───── Document
June 17 (Bloomberg) -- It’s a plot better suited for a John Le Carre novel.

Two Japanese men are detained in Italy after allegedly attempting to take $134 billion worth of U.S. bonds over the border into Switzerland. Details are maddeningly sketchy, so naturally the global rumor mill is kicking into high gear.

Are these would-be smugglers agents of Kim Jong Il stashing North Korea’s cash in a Swiss vault? Bagmen for Nigerian Internet scammers? Was the money meant for terrorists looking to buy nuclear warheads? Is Japan dumping its dollars secretly? Are the bonds real or counterfeit?

The implications of the securities being legitimate would be bigger than investors may realize. At a minimum, it would suggest that the U.S. risks losing control over its monetary supply on a massive scale.

The trillions of dollars of debt the U.S. will issue in the next couple of years needs buyers. Attracting them will require making sure that existing ones aren’t losing faith in the U.S.’s ability to control the dollar.
──────────
───── Extracted entries
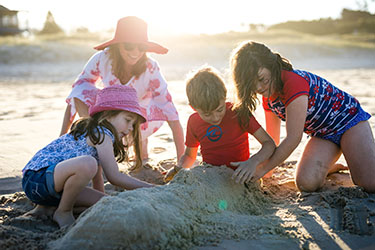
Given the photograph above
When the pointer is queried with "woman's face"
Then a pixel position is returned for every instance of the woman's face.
(132, 52)
(264, 83)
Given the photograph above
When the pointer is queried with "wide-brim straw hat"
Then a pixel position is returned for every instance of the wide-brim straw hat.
(132, 29)
(117, 97)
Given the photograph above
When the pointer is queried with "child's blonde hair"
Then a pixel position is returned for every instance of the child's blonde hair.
(205, 89)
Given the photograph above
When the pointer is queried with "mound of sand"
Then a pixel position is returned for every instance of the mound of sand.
(200, 206)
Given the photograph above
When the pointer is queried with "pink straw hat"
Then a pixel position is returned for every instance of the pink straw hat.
(117, 97)
(132, 29)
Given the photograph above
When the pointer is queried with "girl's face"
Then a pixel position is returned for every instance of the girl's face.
(131, 52)
(123, 122)
(264, 83)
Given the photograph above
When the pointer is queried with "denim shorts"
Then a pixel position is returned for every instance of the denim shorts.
(336, 138)
(39, 186)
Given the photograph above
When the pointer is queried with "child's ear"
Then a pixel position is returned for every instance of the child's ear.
(192, 107)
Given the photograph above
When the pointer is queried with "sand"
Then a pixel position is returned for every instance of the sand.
(201, 208)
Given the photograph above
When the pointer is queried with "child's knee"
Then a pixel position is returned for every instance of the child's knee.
(368, 184)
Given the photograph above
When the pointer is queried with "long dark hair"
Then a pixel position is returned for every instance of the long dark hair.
(89, 126)
(246, 61)
(118, 63)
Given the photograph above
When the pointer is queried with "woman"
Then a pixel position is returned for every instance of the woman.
(123, 60)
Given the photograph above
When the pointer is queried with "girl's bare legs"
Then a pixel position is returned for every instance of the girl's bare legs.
(358, 147)
(317, 160)
(71, 177)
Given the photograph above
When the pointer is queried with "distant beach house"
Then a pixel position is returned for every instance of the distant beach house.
(8, 22)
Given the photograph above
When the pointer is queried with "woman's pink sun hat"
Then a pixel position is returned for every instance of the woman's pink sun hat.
(132, 29)
(117, 97)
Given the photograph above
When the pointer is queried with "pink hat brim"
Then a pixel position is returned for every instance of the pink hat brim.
(151, 46)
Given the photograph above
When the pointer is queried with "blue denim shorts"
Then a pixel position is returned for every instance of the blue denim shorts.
(39, 186)
(336, 138)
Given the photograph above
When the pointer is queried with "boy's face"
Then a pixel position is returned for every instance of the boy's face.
(215, 116)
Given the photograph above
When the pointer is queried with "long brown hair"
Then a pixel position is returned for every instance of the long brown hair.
(118, 63)
(246, 61)
(93, 128)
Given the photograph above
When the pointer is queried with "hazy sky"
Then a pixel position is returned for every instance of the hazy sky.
(174, 16)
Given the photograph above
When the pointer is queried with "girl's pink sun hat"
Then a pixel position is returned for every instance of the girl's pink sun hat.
(117, 97)
(132, 29)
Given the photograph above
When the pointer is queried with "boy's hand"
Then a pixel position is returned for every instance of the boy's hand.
(245, 171)
(171, 173)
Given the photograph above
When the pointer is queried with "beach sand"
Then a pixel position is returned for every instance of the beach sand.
(201, 208)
──────────
**Stated problem**. Could you set down, word for word, the part of the bond-smuggling article that opens with the words containing "June 17 (Bloomberg)" and closes with "a massive scale."?

**Reply**.
June 17 (Bloomberg) -- It’s a plot better suited for a John Le Carre novel.

Two Japanese men are detained in Italy after allegedly attempting to take $134 billion worth of U.S. bonds over the border into Switzerland. Details are maddeningly sketchy, so naturally the global rumor mill is kicking into high gear.

Are these would-be smugglers agents of Kim Jong Il stashing North Korea’s cash in a Swiss vault? Bagmen for Nigerian Internet scammers? Was the money meant for terrorists looking to buy nuclear warheads? Is Japan dumping its dollars secretly? Are the bonds real or counterfeit?

The implications of the securities being legitimate would be bigger than investors may realize. At a minimum, it would suggest that the U.S. risks losing control over its monetary supply on a massive scale.